— start of Material —
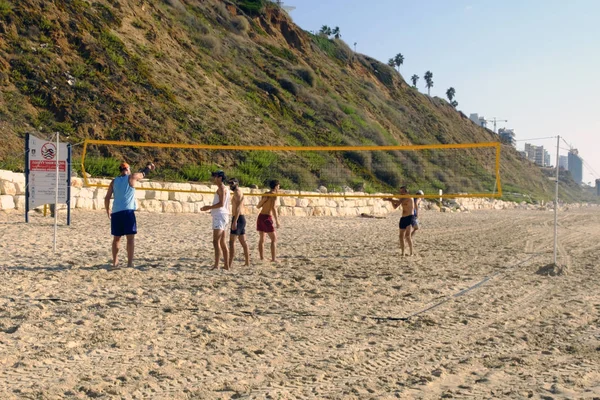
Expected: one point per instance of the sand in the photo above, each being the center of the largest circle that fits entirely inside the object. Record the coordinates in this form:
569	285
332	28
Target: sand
341	316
— end of Material —
- What you have to do -
Put the lines above into a Markdown table with a Row column numbering each line and a Line text column holding it, skipping blank lines. Leave the picture out of the table.

- Solution below -
| Row | Line text |
|---|---|
| 1 | Expected: one point per instance of the sand in the photo above, each being the center of the largest circle that fits entirely inside the object. Record the coordinates in this form: |
| 2 | 569	285 |
| 3 | 332	28 |
| 4 | Target: sand |
| 5 | 341	316 |